▶ [WORK TO COMPLETE]:
(a) List every full calendar date (day, month and year) in the court text.
(b) According to the court text, why do the defendants argue that the plaintiff's claim is barred by limitation?
(c) In the court text, what endorsement came with the dishonored cheque?

━━ TEXT SEGMENT ━━

4. On 1st April, 2020, the defendants issued Cheque No. 001888 for Rs. 25,00,000/- in favour of the plaintiff. The plaintiff has presented the said cheque on 19th June, 2020 but the same was dishonored with the endorsement “Funds Insufficient”. The plaintiff has issued notice to the defendants on 13th July, 2020, calling upon the defendants to pay the amount along with interest. On receipt of notice, the defendants have sent reply denying the claim of the plaintiff.

5. The defendants say that the application filed by the plaintiff is barred by limitation and this Court has no jurisdiction as cause of action arose outside of the jurisdiction of this Court. They submit that the claim made by the plaintiff is barred by limitation as the alleged transaction was made on 11th July, 2018 and the plaintiff has filed suit in the year 2022.

6. The defendants say that this Court would be stopped from passing a decree unless the Court satisfied that at the time when the loan was advanced, the plaintiff had an effective license under the West Bengal Money Lenders Act, 1940. The defendants further say that the plaintiff has filed the suit without any balance sheet, bank statement or any other documents to prove the case of the plaintiff.

7. The plaintiff has paid Rs. 25,00,000/- by transferring the said amount from the account of the plaintiff i.e. State Bank of Bikaner and Jaipur, now State Bank of India, Park Mansion, Park Street, Kolkata – 700 016 which is situated within the jurisdiction of this Court and subsequently shifted to 12B Park Street, Kolkata – 700071 also within the jurisdiction of this Court. The defendants have also paid interest to the plaintiff till 31st March, 2019 in the same bank account of the plaintiff within the jurisdiction of this Court.

━━━
━━ DATASET ROWS ━━

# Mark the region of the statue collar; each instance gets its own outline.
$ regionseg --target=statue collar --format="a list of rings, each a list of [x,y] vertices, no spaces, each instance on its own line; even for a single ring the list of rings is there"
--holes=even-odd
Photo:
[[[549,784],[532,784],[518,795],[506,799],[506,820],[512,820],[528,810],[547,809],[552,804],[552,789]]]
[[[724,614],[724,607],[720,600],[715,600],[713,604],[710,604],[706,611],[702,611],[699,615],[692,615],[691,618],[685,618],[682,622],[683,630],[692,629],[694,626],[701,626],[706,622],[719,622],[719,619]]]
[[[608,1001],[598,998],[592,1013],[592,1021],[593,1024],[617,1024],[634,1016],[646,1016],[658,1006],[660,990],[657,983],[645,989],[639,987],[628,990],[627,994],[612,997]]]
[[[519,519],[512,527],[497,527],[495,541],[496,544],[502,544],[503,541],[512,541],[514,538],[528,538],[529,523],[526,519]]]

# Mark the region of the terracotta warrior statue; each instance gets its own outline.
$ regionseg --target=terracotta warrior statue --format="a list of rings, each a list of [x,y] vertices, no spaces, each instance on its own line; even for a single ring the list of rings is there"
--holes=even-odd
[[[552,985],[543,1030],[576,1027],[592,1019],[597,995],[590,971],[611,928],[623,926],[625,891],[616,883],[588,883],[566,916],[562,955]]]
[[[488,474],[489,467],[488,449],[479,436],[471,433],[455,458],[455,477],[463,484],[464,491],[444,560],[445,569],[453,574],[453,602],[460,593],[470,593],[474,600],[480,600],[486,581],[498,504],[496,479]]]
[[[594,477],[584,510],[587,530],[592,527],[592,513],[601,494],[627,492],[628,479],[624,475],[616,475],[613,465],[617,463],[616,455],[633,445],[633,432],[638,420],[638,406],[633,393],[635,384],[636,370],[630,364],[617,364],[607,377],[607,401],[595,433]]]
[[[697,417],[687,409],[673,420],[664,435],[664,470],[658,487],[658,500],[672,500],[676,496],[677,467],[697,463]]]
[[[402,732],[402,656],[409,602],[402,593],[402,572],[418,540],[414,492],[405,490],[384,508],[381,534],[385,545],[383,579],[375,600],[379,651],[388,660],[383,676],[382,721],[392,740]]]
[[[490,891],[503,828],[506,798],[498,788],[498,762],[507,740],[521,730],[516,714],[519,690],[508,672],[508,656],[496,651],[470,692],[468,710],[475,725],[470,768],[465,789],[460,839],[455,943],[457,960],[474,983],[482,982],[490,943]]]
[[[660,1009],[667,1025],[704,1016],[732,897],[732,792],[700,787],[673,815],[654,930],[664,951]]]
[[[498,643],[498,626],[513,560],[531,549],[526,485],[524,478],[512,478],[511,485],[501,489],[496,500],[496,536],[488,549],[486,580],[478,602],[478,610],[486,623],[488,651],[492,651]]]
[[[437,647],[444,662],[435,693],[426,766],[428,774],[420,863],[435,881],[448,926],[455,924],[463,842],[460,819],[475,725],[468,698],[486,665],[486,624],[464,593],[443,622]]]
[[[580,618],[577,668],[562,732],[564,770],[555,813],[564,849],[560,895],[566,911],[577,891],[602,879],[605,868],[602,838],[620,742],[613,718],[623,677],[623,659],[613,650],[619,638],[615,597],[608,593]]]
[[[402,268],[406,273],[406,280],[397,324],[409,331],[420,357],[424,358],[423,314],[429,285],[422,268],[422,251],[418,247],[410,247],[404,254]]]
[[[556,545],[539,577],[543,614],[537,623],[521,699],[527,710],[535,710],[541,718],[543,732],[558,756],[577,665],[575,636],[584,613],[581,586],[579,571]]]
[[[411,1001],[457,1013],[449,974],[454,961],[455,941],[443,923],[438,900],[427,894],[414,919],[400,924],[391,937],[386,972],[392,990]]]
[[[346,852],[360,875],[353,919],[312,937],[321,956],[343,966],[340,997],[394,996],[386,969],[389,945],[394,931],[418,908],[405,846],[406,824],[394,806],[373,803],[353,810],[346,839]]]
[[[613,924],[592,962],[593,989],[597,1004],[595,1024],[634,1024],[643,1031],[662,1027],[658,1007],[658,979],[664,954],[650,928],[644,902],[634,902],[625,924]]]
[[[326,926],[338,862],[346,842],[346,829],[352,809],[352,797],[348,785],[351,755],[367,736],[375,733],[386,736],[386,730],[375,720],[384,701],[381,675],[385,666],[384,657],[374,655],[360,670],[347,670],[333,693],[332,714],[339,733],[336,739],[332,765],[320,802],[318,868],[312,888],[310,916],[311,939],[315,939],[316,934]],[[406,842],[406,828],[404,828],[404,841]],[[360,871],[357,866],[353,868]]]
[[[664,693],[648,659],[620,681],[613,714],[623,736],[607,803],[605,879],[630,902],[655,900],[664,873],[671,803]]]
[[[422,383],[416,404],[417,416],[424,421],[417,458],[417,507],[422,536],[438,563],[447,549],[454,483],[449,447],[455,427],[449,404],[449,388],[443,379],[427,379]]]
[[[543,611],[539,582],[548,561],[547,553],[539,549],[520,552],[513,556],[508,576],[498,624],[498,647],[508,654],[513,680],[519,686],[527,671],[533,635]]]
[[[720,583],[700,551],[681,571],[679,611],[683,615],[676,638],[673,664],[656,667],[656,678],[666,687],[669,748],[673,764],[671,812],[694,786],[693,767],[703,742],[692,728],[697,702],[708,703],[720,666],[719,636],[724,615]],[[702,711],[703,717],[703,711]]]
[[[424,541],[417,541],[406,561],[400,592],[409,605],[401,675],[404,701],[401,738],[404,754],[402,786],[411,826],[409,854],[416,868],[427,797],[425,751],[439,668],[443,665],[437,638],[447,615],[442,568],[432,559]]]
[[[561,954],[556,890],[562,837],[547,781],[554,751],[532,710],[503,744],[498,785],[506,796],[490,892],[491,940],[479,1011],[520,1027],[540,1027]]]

━━━

▶ [EXPECTED RESULTS]:
(a) 1st April, 2020; 19th June, 2020; 13th July, 2020; 11th July, 2018; 31st March, 2019

(b) The defendants argue that the claim is barred by limitation because the alleged transaction took place on 11th July, 2018, but the plaintiff filed the suit in 2022.

(c) “Funds Insufficient”